Can you swap "pixel coordinates" for "image coordinates" everywhere in the rows below and return them otherwise unchanged, leaving out the pictures?

Collection entries:
———

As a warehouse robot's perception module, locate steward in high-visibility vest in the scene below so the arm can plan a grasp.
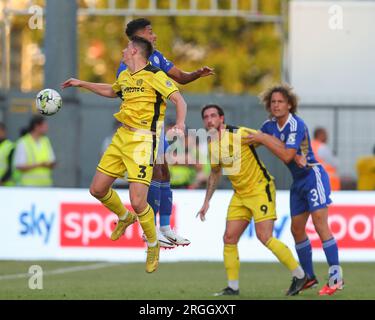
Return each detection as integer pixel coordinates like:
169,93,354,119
0,123,14,186
14,116,55,187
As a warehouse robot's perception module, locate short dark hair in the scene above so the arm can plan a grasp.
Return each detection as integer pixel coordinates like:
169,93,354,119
130,36,154,60
201,104,224,119
28,114,46,132
125,18,151,39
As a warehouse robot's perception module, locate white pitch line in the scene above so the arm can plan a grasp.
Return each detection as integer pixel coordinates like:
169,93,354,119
0,262,119,281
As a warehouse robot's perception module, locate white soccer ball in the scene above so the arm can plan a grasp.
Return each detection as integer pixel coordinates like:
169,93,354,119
36,89,62,116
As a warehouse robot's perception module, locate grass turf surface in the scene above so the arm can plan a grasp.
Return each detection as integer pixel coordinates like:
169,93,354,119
0,261,375,300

———

■ REPLY:
As a warehouse robot's perception module, locate steward in high-visibility vest in the scene below so the arm can plan a grasp.
Return each detection as integer image coordinates like:
169,93,354,119
0,123,14,186
14,116,55,187
As a warehouse robot's perception module, locate short dark hair in the scene above so the arm can plan a grasp.
Return each detection as integer image coordinates like:
169,93,354,119
130,36,154,60
201,104,224,119
28,114,46,132
125,18,151,39
As a warehouse robot's perception module, locate white pitch line in the scene above so the arm can plan a grasp.
Return each detection as integer image coordinates like:
169,93,354,119
0,262,119,281
As a warehouse robot's perception module, locate white soccer ball in the scene above so the arm can plan a grasp.
Return each detection as integer image coordinates like:
169,93,354,119
36,89,62,116
As a warehouse robot's perception module, locate grass turf surface in the scene above so the arm can plan a grasp.
Return each detection as integer image coordinates like:
169,93,354,119
0,261,375,300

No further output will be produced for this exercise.